▶ [Written request]:
Retype, without alteration, each line from the line containing "Note: point at the orange" to the final line of the records.

▶ [Data entries]:
※

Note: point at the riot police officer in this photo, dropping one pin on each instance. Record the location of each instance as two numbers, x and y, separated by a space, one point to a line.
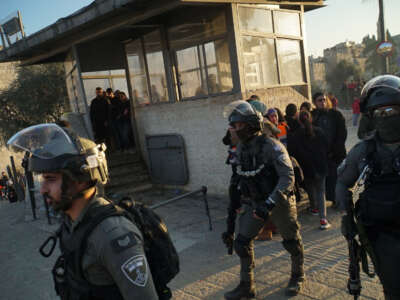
113 264
378 157
266 185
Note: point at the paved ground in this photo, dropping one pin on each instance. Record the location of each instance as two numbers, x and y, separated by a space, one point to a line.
206 270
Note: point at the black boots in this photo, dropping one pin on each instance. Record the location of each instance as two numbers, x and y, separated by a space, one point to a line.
245 290
297 277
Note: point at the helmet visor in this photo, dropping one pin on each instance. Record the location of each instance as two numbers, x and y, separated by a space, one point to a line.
45 141
240 107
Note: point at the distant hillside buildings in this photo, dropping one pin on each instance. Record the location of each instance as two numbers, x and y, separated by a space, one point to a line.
347 51
8 72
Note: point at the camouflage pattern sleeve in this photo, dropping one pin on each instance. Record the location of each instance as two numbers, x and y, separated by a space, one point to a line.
348 173
121 253
275 152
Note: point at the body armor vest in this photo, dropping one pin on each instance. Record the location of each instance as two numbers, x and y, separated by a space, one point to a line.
380 200
258 177
69 279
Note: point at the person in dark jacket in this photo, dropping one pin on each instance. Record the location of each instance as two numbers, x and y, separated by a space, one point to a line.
292 117
124 122
309 146
99 116
333 125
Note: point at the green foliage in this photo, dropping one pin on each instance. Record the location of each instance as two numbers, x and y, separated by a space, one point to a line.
37 95
374 63
341 73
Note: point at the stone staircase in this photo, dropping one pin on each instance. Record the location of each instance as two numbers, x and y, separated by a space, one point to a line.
128 174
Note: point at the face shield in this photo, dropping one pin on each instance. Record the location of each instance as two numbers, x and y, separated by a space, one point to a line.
380 91
44 141
238 111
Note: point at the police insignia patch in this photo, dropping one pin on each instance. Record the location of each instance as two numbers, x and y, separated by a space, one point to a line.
124 242
136 270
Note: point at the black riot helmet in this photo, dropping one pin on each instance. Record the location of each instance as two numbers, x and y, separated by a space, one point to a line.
380 91
56 149
242 111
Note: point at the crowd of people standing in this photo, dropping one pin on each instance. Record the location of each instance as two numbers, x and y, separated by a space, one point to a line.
314 135
110 114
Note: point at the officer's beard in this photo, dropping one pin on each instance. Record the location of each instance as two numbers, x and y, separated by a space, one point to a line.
64 204
388 129
246 133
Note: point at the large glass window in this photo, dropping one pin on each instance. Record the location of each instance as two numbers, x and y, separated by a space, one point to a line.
252 19
137 72
202 56
259 62
287 23
271 47
190 77
290 61
156 67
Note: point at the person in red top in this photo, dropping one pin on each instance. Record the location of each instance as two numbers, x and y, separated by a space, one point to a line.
356 110
273 117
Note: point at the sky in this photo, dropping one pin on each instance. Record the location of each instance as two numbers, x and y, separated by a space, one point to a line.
339 21
351 20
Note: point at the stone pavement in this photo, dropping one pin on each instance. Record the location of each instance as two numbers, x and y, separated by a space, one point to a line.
206 269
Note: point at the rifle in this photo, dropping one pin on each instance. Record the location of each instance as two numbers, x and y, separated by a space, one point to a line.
358 248
229 236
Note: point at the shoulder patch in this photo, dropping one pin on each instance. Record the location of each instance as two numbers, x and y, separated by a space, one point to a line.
123 242
136 270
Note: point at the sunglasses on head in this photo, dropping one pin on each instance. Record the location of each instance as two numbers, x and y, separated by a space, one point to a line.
386 111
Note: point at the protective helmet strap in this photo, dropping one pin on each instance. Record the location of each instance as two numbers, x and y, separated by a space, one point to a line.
66 199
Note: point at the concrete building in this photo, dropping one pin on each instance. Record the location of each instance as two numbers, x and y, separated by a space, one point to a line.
183 61
347 51
8 72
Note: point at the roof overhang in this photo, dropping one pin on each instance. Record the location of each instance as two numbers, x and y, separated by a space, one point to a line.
103 17
95 20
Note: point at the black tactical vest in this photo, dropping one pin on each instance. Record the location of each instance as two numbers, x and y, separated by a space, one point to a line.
380 200
69 279
258 177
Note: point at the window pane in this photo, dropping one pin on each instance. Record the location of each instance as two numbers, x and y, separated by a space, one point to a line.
137 73
218 67
199 27
259 62
253 19
155 64
189 72
120 84
290 62
287 23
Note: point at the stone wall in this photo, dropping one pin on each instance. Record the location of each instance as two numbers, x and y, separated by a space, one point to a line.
202 125
8 72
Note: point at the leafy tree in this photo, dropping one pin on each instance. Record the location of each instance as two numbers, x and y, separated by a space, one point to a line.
374 60
37 95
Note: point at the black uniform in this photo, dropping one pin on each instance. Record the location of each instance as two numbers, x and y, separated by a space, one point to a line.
333 125
378 206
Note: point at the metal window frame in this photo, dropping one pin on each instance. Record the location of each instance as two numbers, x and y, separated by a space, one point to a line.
275 36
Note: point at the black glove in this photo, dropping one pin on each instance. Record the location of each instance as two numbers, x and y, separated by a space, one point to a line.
263 209
348 228
228 239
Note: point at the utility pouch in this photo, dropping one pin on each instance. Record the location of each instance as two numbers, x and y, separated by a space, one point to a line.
59 277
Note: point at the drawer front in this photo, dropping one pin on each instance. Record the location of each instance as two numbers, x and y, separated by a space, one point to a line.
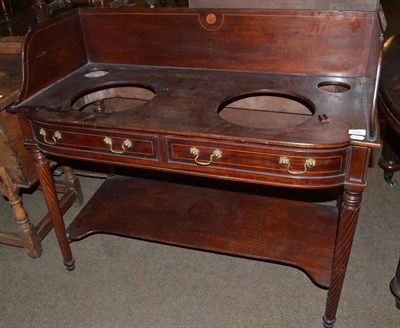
130 145
256 159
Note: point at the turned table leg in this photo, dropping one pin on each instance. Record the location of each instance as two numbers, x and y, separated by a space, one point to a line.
395 286
72 182
28 236
50 196
347 224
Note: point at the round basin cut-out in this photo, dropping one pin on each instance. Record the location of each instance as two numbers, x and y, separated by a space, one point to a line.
96 73
113 99
266 111
334 87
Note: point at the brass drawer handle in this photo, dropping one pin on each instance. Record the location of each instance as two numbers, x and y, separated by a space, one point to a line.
309 163
215 154
55 137
125 144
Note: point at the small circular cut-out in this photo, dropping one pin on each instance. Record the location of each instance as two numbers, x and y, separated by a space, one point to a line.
266 110
96 73
334 87
112 99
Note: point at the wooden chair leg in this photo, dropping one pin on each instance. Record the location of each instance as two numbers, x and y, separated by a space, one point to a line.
28 237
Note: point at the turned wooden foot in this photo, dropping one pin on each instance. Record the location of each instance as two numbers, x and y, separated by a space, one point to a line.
27 234
50 196
395 286
349 211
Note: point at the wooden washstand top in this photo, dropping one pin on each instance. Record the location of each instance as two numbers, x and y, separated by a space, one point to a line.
195 62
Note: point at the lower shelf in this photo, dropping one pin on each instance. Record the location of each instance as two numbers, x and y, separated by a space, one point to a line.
295 233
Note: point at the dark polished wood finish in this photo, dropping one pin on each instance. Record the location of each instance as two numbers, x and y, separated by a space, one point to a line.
17 170
212 100
389 106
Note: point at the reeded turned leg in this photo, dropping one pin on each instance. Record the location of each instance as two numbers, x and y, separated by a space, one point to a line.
50 196
72 182
28 237
395 286
347 224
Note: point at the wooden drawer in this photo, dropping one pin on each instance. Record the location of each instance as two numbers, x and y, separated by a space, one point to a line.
259 159
114 143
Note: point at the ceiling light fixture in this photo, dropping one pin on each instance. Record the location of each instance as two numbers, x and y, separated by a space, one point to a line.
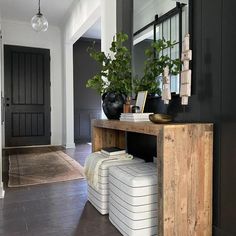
39 22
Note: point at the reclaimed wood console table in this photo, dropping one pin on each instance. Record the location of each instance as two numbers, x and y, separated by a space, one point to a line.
184 166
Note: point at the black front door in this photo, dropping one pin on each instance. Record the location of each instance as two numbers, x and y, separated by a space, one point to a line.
27 96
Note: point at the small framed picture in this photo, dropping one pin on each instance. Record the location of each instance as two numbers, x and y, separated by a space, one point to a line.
141 99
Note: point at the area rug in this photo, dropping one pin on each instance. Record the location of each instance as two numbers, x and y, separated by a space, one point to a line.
41 168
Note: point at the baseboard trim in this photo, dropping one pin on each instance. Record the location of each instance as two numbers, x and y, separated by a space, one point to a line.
71 145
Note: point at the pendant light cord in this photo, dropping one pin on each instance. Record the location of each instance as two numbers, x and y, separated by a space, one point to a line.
39 7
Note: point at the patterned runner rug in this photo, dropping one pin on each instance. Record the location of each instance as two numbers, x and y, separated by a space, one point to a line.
41 168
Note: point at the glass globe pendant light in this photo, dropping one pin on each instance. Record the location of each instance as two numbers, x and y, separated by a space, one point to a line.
39 22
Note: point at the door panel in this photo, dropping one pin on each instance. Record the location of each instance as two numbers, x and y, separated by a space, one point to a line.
27 96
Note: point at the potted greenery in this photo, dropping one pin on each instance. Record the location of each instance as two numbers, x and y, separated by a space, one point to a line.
114 80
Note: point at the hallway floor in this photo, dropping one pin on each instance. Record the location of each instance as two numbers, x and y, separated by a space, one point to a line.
58 209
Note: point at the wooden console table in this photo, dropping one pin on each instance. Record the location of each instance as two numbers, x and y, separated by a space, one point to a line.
185 156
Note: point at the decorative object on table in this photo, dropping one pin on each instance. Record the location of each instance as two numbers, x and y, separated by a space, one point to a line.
112 104
166 95
186 74
160 118
127 107
154 67
141 99
113 81
39 22
135 109
111 151
134 117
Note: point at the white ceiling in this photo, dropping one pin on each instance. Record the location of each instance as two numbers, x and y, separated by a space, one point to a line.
94 32
23 10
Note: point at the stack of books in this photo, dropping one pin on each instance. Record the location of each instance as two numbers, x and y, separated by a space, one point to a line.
112 151
135 116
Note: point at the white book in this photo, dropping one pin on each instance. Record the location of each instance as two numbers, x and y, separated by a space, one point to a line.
135 115
112 151
134 119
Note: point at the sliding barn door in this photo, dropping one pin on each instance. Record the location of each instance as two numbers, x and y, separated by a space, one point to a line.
27 96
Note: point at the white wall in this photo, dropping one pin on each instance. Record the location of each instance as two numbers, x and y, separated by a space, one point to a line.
19 33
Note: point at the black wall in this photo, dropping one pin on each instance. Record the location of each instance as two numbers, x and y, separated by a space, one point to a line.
87 102
212 100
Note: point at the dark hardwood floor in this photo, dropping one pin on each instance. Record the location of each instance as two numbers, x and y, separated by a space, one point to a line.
52 209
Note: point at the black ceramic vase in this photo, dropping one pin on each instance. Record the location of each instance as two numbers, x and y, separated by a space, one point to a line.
113 105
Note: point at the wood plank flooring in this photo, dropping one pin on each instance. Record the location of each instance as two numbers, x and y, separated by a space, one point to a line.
58 209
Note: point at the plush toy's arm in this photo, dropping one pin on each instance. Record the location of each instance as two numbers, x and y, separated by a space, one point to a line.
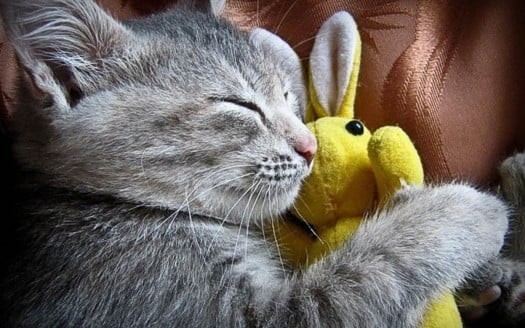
394 160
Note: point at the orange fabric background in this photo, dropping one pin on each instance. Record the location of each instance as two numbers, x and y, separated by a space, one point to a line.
448 72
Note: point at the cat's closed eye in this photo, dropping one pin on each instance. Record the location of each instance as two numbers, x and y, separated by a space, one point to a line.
242 103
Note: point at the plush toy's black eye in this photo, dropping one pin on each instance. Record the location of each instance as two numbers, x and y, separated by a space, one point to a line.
355 127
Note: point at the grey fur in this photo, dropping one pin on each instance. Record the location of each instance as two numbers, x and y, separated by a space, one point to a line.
507 271
153 166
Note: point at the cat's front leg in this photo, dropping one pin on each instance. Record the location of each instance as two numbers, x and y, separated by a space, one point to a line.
494 295
425 242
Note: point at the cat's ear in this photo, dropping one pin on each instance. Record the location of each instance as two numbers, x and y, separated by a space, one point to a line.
283 55
212 6
61 43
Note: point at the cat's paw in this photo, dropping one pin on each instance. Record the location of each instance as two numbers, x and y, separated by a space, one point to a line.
461 213
494 295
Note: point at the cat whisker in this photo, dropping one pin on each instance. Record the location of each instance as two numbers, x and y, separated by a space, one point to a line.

※

▶ [Worked answer]:
Note: point at the orange fabric background in this photo, dropping one pin on each instance. Record the location of each instance as two numbers, x and y, separated by a space, one point to a line.
448 72
Note: point at the cat's closed eye in this photo, dropping one pin on each instance. Record the location of each instance as two numbers, x and y, separated by a space, one point to a line.
242 103
Note: point at the plush toy's black eye in this photo, dropping one pin on each instance. Record the location of each instance as two numbers, x and y, separated by a space, one point to a line.
355 127
Note: point at the grey fur in this photo, dropping one pin on each instance. Record the location of each instance as two numbers, x and y, separated by a space, one point to a line.
507 271
153 166
Note: point at the cat's front leg in this photo, dropping one pin on each instance. Record the location of each instance as two numbers, x and y, separated by a space, one point to a line.
494 295
425 242
Note: point at the cat's ear in this photo, dropping one pin on each instance. Record the location of each instance as two numbers, x and y, separated by a space, one point to a line.
283 55
212 6
61 43
Note: point at the cat's paw in this photo, dropping one pin on each instance. Record the location of each instance as two numbers, x and y, separated by a space, one point to a line.
461 213
494 295
Note: point at the cat whisker in this photo, dropping one pin on each instance. Record the location of each instance as two numbers, x and y, separated by a space, one point to a line.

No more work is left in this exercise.